▶ Your task
Return only the lines of the listing below that run from the line with "of the firebox" through the line with "of the small", both ends included, exactly as written.

▶ Records to use
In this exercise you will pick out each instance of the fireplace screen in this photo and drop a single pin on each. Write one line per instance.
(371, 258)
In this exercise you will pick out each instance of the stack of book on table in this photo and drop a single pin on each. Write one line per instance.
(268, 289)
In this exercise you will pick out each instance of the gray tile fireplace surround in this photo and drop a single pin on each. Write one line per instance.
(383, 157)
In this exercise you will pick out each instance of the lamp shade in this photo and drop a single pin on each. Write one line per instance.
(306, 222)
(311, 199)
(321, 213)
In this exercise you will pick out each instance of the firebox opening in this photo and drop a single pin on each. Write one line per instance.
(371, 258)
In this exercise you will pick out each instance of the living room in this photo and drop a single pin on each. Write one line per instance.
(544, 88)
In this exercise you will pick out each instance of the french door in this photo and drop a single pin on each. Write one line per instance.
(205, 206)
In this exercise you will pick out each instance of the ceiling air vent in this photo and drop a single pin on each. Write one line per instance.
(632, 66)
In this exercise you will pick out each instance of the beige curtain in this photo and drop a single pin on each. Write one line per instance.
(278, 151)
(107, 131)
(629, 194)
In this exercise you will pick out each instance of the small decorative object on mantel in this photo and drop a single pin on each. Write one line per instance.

...

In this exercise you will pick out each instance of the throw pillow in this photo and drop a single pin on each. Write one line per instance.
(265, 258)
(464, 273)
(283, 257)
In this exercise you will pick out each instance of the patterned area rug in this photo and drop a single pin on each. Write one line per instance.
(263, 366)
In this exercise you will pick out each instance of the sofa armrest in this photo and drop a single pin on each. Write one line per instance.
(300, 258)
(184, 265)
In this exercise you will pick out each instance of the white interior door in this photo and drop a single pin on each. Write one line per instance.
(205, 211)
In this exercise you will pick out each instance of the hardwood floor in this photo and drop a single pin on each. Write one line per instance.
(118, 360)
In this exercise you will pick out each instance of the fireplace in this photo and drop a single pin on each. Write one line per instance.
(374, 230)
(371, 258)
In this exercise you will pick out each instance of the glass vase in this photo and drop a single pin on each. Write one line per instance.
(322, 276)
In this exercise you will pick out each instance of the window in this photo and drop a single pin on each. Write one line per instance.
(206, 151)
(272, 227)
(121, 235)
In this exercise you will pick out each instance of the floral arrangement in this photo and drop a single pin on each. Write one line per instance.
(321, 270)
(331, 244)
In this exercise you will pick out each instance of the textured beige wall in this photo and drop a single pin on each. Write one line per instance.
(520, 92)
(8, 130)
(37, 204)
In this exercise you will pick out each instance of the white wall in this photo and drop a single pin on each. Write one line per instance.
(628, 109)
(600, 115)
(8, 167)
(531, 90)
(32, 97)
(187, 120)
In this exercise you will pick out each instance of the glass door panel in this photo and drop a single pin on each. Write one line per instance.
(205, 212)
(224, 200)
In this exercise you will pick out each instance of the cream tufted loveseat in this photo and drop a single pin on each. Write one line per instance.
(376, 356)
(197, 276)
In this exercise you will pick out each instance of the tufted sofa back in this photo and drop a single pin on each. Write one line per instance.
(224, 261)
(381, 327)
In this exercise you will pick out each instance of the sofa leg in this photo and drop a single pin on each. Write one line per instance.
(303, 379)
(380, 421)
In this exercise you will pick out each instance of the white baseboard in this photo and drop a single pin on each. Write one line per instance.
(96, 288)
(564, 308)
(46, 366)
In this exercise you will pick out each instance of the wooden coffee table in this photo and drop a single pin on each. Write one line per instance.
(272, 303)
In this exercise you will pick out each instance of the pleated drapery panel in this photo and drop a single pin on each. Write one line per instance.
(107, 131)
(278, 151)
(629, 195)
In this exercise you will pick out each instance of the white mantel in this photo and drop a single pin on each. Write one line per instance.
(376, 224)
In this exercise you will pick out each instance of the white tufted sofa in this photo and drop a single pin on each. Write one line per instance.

▶ Expected answer
In this exercise you will pick out each instance of the firebox opening in this photo and drop a single pin on each. Write one line per instance.
(371, 258)
In this exercise you will pick out each instance of the living room in this photo and drop a single pin on each. Write one line per instance.
(544, 88)
In this exercise you will pick out each instance of the french door in this photo and drop a single pin on each. Write one line per instance.
(205, 206)
In this exercise you will pick out each instance of the ceiling air vent in this photo and drop a single pin on each. Write one line per instance.
(632, 66)
In this exercise you will pick out each instance of the beige curtain in this photo and drop a single pin on each. Write one line per instance.
(278, 151)
(107, 131)
(629, 194)
In this exercise you will pick out each instance of the small decorative object on mantel in this photo and drop a single pin on each. Write one line per instance.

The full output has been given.